Description of the task =
Exact reproduction of the following data is required.

Data records:

============

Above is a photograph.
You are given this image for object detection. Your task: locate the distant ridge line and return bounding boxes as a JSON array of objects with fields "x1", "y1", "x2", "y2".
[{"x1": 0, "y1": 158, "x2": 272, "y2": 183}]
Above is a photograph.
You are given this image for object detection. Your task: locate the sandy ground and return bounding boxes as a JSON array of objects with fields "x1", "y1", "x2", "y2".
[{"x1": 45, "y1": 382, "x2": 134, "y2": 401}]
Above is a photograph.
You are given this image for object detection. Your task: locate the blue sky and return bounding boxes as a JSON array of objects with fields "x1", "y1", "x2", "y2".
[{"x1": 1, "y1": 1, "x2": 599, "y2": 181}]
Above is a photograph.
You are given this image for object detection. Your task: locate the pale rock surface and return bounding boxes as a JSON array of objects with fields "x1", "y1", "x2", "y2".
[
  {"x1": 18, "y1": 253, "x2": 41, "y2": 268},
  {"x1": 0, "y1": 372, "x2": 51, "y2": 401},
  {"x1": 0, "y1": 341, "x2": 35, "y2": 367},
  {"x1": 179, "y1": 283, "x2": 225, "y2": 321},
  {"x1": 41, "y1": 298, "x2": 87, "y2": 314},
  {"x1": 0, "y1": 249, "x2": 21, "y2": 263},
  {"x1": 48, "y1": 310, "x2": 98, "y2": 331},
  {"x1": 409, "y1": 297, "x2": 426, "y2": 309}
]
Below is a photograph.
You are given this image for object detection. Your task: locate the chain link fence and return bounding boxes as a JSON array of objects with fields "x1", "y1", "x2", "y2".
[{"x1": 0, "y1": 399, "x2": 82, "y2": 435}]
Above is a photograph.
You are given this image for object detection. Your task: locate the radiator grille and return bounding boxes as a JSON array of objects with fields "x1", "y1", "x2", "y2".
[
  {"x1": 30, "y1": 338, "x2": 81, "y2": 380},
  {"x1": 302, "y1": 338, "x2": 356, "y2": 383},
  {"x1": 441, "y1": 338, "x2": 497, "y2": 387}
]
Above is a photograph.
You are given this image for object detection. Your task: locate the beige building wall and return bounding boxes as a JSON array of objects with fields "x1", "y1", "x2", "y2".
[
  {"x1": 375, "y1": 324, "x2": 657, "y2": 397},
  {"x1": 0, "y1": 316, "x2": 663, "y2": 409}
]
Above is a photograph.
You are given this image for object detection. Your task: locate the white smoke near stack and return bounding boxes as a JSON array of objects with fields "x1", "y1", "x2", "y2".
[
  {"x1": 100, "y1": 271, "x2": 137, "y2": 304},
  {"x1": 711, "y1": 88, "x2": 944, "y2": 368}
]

============

Completed exercise =
Above is a photograph.
You are given this image for object detection. Your task: locate the distant ridge line and return bounding boxes as a JSON array of objects with fields "x1", "y1", "x2", "y2".
[{"x1": 0, "y1": 158, "x2": 272, "y2": 183}]
Above is a photograph.
You are given this image for object detection. Your task: locate the sandy ground and return bounding boxes as a JSON array of objects with fields "x1", "y1", "x2", "y2".
[{"x1": 45, "y1": 382, "x2": 134, "y2": 401}]
Above is a photograph.
You are given this image for object detection. Your task: locate the blue sky and return bounding boxes as a JSON array of objects with fields "x1", "y1", "x2", "y2".
[{"x1": 1, "y1": 1, "x2": 599, "y2": 181}]
Above is a photograph.
You are given this image for object detection. Your task: locate the pale rock surface and return bounding boxes as a JSON array of objects with fields "x1", "y1", "x2", "y2".
[
  {"x1": 18, "y1": 253, "x2": 41, "y2": 268},
  {"x1": 0, "y1": 372, "x2": 51, "y2": 401},
  {"x1": 0, "y1": 341, "x2": 35, "y2": 367},
  {"x1": 179, "y1": 283, "x2": 225, "y2": 321},
  {"x1": 41, "y1": 298, "x2": 87, "y2": 314},
  {"x1": 0, "y1": 249, "x2": 21, "y2": 263},
  {"x1": 48, "y1": 310, "x2": 98, "y2": 331},
  {"x1": 409, "y1": 297, "x2": 426, "y2": 309}
]
Below is a photograph.
You are given this image for object detection. Your task: locate the chain link fence and return bounding boxes as a JSON array of objects with fields "x1", "y1", "x2", "y2".
[{"x1": 0, "y1": 399, "x2": 82, "y2": 435}]
Above is a photograph.
You are given this image for object detection. Your task: locate the radiator grille and return bounding boxes as a JSON array of objects with fields "x1", "y1", "x2", "y2".
[
  {"x1": 30, "y1": 338, "x2": 81, "y2": 380},
  {"x1": 302, "y1": 338, "x2": 356, "y2": 383},
  {"x1": 441, "y1": 338, "x2": 497, "y2": 387}
]
Above is a photograph.
You are given this image for object detection. Your task: locate the beige building wall and return bounding boxes as a JSON array of objects with fields "x1", "y1", "x2", "y2".
[
  {"x1": 375, "y1": 324, "x2": 657, "y2": 397},
  {"x1": 0, "y1": 316, "x2": 663, "y2": 409}
]
Above is a photograph.
You are given this image for object detection. Your task: locate the white smoke near stack and return bounding boxes as a JSON array of objects with fields "x1", "y1", "x2", "y2".
[
  {"x1": 100, "y1": 271, "x2": 137, "y2": 304},
  {"x1": 711, "y1": 88, "x2": 944, "y2": 368}
]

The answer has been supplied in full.